*Short problem A*
From the blog post about a reading resolution, list every book title it names.

____ Source excerpt

Wednesday, December 29, 2004
Another New Year's Resolution to be Broken
by Tom Bozzo
Before the holidays, my stack of reading material included:
Then I was out doing some Christmas book shopping, and couldn't resist a copy of Susanna Clarke's Jonathan Strange & Mister Norrell at 30% off list.
At my mother-in-law's, I picked up her copy of Cornel West's Democracy Matters out of curiosity.
At the Edina Galleria this afternoon, with a half-hour to kill while Suzanne was shopping elsewhere, I couldn't resist trade paperbacks of Eric Schlosser's Fast Food Nation and Michael Chabon's The Amazing Adventures of Kavalier & Clay.
In a perfect world, I'd blog in the early morning and read in the late evening. The former, however, is subject to the toddler wake-up schedule. When John is up early, the temptation is to reclaim blogging time from the end of the day. The extent to which this has happened makes the above material look like a few months' bedtime reading. Add the presence of the west side Borders three blocks from the office, and the probability that this resolution will be broken looks close to unity.

________
____ Task material

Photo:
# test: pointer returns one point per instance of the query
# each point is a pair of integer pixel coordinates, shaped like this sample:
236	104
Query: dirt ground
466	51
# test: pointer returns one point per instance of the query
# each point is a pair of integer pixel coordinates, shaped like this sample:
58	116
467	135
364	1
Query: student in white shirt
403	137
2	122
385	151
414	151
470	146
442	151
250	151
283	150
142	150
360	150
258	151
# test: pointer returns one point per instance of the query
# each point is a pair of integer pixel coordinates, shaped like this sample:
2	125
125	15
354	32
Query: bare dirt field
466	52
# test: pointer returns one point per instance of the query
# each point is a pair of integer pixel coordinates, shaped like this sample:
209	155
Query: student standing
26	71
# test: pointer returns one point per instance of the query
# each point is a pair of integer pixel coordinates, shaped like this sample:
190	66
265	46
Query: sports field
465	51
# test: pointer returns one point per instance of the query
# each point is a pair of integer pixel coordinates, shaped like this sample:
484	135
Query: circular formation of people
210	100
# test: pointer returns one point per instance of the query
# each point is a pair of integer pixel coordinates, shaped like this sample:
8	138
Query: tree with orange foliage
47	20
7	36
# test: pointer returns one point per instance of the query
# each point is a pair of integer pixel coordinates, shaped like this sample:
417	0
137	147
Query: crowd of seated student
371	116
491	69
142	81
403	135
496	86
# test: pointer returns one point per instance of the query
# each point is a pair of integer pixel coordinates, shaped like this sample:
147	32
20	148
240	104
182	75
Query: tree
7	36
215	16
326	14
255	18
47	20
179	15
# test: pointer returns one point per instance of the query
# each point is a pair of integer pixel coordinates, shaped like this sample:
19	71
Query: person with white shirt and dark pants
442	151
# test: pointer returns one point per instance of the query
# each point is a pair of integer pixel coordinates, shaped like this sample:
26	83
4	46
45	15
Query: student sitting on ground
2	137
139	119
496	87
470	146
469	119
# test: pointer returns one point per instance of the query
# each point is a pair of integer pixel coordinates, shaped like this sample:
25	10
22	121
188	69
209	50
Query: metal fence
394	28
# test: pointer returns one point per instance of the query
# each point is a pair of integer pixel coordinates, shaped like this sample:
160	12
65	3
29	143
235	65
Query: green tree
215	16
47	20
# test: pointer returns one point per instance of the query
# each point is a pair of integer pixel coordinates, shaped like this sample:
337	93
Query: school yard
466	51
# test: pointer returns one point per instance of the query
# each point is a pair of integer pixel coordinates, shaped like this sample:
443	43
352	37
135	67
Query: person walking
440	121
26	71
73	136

________
____ Task material

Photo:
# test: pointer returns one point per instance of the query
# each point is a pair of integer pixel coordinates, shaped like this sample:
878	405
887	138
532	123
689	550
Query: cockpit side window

________

*Short problem B*
Filter the listing down to the lines containing the word "with", and copy each one.

*Correct response A*
Jonathan Strange & Mister Norrell
Democracy Matters
Fast Food Nation
The Amazing Adventures of Kavalier & Clay

*Correct response B*
Query: tree with orange foliage
Query: person with white shirt and dark pants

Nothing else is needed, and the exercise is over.